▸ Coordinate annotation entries
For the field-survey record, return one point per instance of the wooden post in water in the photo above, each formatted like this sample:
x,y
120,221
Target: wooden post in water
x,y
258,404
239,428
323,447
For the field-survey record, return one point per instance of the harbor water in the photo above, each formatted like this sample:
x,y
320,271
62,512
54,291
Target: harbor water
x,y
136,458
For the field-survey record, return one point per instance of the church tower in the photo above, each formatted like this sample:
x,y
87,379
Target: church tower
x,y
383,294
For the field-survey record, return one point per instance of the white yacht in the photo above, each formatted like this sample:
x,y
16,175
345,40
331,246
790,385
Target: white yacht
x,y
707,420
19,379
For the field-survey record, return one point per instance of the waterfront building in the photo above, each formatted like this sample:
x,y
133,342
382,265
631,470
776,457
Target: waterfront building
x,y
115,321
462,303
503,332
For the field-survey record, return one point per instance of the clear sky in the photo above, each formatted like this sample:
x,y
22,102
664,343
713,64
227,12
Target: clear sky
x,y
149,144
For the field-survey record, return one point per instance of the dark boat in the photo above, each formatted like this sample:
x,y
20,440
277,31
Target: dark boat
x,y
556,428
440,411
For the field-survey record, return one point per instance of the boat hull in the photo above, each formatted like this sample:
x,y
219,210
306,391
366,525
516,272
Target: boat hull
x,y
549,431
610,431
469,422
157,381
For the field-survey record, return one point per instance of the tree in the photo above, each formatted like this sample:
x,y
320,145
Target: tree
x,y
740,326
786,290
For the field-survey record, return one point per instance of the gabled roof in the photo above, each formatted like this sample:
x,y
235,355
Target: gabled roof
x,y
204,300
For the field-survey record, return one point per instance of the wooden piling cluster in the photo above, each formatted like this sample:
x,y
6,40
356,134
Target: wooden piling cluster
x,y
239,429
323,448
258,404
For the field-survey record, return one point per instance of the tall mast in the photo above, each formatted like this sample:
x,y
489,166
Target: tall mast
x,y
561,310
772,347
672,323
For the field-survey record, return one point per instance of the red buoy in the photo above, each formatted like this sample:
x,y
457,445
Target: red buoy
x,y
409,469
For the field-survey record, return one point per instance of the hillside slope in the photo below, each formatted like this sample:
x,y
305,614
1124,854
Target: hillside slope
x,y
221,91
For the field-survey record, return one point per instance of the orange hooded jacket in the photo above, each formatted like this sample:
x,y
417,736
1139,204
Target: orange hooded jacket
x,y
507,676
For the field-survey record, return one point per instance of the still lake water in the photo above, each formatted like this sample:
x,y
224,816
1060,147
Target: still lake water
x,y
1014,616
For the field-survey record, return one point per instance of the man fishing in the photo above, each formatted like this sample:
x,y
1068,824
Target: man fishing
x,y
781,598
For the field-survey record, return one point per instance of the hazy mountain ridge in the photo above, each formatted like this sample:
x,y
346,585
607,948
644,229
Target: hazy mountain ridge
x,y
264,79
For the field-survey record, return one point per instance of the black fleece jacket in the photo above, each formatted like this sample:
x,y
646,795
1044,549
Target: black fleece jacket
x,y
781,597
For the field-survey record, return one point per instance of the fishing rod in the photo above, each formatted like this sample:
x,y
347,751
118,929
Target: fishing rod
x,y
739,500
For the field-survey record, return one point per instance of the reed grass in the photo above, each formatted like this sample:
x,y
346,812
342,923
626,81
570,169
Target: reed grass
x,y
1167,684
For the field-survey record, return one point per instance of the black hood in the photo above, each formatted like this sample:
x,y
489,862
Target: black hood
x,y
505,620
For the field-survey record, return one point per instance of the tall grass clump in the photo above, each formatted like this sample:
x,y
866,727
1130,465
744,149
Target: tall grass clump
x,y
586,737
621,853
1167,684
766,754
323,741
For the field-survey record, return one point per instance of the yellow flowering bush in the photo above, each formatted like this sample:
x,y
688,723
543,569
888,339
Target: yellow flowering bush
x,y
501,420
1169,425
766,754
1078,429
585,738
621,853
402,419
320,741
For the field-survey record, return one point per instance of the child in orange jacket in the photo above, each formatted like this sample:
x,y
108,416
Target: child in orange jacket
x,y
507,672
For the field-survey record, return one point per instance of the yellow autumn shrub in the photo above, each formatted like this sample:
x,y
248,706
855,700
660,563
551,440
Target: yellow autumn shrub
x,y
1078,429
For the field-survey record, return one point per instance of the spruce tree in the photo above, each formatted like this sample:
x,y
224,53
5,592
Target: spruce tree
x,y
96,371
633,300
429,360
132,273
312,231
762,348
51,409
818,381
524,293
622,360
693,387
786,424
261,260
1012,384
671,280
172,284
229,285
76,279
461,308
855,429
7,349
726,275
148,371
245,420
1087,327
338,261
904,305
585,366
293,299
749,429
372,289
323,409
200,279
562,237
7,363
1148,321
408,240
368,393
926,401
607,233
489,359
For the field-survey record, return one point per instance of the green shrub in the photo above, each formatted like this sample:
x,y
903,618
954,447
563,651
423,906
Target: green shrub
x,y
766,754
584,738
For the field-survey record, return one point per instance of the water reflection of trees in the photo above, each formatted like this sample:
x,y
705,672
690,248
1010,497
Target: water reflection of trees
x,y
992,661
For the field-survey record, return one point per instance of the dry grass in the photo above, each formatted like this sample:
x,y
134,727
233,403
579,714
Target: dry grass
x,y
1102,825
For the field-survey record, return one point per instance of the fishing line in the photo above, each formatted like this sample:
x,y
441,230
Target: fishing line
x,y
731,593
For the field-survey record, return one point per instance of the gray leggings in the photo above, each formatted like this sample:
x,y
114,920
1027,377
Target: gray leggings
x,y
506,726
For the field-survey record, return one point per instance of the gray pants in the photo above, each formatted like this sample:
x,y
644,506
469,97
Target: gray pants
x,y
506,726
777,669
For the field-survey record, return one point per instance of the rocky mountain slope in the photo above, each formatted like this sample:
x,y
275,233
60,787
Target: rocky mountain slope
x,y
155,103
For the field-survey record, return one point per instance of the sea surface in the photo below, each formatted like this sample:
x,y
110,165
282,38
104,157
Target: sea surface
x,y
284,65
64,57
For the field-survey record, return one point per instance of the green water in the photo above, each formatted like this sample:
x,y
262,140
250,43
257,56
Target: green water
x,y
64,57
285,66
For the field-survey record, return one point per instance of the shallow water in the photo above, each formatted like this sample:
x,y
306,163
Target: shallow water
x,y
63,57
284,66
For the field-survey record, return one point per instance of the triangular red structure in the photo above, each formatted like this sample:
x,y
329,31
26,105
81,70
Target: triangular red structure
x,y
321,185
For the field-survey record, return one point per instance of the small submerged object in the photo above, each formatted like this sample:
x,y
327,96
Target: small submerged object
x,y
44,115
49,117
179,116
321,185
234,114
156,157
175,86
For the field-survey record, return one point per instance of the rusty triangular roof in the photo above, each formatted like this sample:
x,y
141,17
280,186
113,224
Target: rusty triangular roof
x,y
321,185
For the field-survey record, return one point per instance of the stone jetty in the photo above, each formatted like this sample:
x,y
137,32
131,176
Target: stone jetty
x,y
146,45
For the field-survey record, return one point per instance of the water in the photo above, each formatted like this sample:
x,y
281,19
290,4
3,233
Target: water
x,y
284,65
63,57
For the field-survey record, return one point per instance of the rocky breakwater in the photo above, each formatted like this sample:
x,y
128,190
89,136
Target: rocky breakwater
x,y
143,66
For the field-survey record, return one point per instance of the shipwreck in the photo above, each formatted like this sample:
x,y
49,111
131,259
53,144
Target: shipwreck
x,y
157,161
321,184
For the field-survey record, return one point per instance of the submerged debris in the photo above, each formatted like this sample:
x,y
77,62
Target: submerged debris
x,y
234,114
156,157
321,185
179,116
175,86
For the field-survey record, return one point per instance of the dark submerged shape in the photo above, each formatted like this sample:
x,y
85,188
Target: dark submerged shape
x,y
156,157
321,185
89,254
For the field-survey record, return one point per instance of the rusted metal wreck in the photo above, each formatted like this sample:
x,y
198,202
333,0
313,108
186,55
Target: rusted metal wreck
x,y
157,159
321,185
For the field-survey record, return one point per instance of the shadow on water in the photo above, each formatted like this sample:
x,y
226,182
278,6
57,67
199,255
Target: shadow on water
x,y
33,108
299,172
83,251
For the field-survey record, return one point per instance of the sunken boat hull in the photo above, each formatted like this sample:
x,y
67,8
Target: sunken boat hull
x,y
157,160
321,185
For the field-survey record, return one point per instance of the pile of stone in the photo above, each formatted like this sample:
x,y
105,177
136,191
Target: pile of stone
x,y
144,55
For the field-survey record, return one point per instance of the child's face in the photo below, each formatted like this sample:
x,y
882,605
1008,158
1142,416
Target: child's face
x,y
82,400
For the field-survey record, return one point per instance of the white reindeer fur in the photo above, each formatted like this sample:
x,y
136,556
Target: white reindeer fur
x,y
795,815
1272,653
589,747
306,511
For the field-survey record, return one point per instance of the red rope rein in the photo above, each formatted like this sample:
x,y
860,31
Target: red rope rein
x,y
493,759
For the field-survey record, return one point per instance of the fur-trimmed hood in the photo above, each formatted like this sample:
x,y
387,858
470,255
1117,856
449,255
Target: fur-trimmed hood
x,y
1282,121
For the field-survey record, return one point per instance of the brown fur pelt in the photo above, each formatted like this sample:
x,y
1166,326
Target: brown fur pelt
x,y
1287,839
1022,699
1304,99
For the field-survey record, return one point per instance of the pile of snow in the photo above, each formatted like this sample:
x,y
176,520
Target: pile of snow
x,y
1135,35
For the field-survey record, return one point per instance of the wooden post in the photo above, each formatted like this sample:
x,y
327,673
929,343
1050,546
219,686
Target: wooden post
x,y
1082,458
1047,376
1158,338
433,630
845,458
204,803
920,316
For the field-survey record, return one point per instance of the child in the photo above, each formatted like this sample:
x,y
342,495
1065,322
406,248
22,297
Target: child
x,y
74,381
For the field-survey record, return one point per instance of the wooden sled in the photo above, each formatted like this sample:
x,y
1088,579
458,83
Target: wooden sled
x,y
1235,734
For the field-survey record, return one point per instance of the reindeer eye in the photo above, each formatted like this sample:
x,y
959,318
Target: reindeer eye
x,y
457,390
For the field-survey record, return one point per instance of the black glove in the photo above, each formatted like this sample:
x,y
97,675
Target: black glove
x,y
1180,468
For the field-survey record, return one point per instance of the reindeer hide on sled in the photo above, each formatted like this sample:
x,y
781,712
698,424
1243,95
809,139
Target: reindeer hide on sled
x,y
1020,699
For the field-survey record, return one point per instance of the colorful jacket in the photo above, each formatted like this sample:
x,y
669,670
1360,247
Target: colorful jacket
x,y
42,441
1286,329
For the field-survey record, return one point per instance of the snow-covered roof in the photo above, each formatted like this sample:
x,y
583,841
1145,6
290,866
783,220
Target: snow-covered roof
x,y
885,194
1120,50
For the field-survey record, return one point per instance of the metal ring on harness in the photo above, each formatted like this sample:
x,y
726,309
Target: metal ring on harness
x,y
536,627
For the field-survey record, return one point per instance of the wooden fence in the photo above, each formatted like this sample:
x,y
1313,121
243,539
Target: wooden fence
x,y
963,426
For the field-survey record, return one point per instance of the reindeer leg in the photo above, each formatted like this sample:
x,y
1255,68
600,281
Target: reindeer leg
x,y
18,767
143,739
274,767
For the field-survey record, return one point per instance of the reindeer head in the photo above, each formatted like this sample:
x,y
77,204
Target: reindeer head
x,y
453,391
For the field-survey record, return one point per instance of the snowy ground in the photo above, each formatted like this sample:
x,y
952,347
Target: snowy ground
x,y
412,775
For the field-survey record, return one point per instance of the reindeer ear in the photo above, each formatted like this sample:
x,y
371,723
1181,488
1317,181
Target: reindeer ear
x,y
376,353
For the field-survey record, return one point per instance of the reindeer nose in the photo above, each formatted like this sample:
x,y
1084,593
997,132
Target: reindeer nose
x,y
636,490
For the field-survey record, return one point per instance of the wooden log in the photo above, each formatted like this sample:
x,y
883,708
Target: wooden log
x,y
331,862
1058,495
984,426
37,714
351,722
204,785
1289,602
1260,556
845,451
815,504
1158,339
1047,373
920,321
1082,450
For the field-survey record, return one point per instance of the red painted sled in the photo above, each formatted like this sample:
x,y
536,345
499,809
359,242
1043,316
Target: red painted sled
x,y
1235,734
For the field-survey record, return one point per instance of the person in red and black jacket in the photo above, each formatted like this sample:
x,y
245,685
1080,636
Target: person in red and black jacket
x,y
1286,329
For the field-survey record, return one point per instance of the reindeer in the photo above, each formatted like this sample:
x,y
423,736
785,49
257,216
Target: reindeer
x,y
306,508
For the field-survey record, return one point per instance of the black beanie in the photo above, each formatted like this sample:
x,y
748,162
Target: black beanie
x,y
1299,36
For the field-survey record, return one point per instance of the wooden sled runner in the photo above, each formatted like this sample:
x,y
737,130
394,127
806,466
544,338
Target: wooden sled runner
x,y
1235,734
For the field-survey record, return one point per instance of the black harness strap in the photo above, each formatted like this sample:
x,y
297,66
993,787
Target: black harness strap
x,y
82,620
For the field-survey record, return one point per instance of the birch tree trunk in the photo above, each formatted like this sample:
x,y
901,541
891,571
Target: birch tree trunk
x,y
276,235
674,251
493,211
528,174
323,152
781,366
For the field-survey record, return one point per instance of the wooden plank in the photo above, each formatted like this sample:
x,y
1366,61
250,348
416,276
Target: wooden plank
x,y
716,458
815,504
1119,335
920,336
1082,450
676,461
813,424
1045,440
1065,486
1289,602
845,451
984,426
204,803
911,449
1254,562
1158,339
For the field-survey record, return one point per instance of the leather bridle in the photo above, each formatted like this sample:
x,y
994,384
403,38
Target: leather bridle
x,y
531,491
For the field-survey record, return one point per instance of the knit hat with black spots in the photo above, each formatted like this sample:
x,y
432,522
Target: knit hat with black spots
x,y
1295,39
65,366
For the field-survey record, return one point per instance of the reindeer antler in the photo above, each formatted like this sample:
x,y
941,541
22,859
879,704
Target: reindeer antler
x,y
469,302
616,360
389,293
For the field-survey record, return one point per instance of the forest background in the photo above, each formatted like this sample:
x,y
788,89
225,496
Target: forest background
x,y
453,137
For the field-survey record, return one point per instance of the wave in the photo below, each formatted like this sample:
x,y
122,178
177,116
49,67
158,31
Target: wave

▸ Task goal
Repeat only the stretch of lines starting at the one containing "of the leather" and running to the final line of the entries above.

▸ Answer for the task
For the field-survey record, return one point per instance of the leather bridle in the photo above, each formatted like this sample:
x,y
994,384
403,38
Target: leather bridle
x,y
531,491
For the field-survey record, return one point per instance of the knit hat with black spots in the photo above, each formatted like this sample:
x,y
432,522
Target: knit hat with black spots
x,y
1295,39
65,366
For the field-survey record, return one point per instance of the reindeer antler in the photo above, each formatted like this sample:
x,y
941,541
22,859
879,704
Target: reindeer antler
x,y
469,302
616,360
389,293
For the field-survey record, return one point per instance of the forest background in the photo above, each formatted like this sample:
x,y
788,89
225,496
Target: forest background
x,y
453,137
For the field-survey record, return one point per instance of the wave in the photo below, each formatted like this sample:
x,y
122,178
177,116
49,67
158,31
Target: wave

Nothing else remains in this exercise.